**Set tasks**
[A] In the blog post about the film Carrie, what was the theme of the office Halloween party?
[B] Reproduce the blog post about the film Carrie from "And So We Carrie" up to and including "from high school.".
[C] Take the blog post about the film Carrie further, writing on from its last sentence.

**Page**
Thursday, November 3, 2016

And So We Carrie On

It was interesting timing to me that the theme of my office’s Halloween party this week was the high school prom. I remembered having read somewhere that this year marks some significant anniversary of the first film version of Stephen King’s horror novel Carrie. That’s the story, you might recall, of a naive teenager with telekinetic powers who’s cruelly humiliated at her prom and reacts by blowing not only her own fuse, but also those at the high school gym, on her way to burning the place down and killing as many of her classmates as possible. 

The timing is noteworthy to me because, as it happens, the film was released 40 years ago, in 1976. Which is the year that I graduated from high school.

**Supplied material**

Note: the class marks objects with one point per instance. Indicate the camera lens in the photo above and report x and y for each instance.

**Per-task answers**
[A] The high school prom.

[B]
And So We Carrie On

It was interesting timing to me that the theme of my office’s Halloween party this week was the high school prom. I remembered having read somewhere that this year marks some significant anniversary of the first film version of Stephen King’s horror novel Carrie. That’s the story, you might recall, of a naive teenager with telekinetic powers who’s cruelly humiliated at her prom and reacts by blowing not only her own fuse, but also those at the high school gym, on her way to burning the place down and killing as many of her classmates as possible. 

The timing is noteworthy to me because, as it happens, the film was released 40 years ago, in 1976. Which is the year that I graduated from high school.

[C]
I wrote a newspaper column during prom season around a quarter-century ago, when I was a feature writer at a middling rag in Savannah, Georgia. The gist of it was that I was so uncool and socially marginal during my years at Grimsley High School in Greensboro, North Carolina, that, while I had to assume that proms were held at that time, I couldn’t swear to it, because the whole concept was so alien to me that any prom-related announcements or hoopla might just as well have been spoken or written in Arabic, Chinese or some other language that I not only couldn't parse, but that was encased in an impenetrable alphabet.

That pretty much encapsulates my high school experience. It wasn’t entirely sad—I made some very good friends who I still have today—but it was far from the halcyon experience that proms are designed to pump up and celebrate. So, I can’t say exactly why, from the moment I got my postcard invitation in the mail, I was intrigued by the prospect of attending my 40-year reunion.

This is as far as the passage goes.